Warszawa

Recenzja książki:

Wojna cukierkowa

Wojna cukierkowa

Brandon Mull
od 7 do 11 lat

Tytuł brzmi niewinnie, ale pozory mylą!

Książek Brandona Mulla (z serii „Baśniobór” czy też „Poświatowcy”) nie trzeba szczególnie reklamować. Podbijają serca czytelników w każdym wieku i rzadko można je znaleźć na bibliotecznych półkach. Tym razem autor przenosi nas w kolejną niezwykłą i fantastyczną rzeczywistość wykreowaną w książce Wojna cukierkowa. Tytuł brzmi niewinnie, ale pozory mylą!

● ● ● ●

# Zadanie do wykonania
Proszę wypisać wszystkie tytuły książek i serii książkowych wymienione w tekście źródłowym, każdy tylko raz.

● ● ● ●

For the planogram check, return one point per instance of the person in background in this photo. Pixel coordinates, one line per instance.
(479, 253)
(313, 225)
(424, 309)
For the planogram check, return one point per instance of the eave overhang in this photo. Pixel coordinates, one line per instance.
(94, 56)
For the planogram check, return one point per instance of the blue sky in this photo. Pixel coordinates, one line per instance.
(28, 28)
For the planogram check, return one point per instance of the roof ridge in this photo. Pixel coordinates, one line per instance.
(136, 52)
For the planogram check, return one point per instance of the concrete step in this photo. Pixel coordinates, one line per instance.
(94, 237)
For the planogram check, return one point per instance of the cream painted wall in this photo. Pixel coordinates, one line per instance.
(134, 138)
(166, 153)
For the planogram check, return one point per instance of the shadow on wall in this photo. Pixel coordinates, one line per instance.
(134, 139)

● ● ● ●

# Wynik zadania
- Wojna cukierkowa
- Baśniobór
- Poświatowcy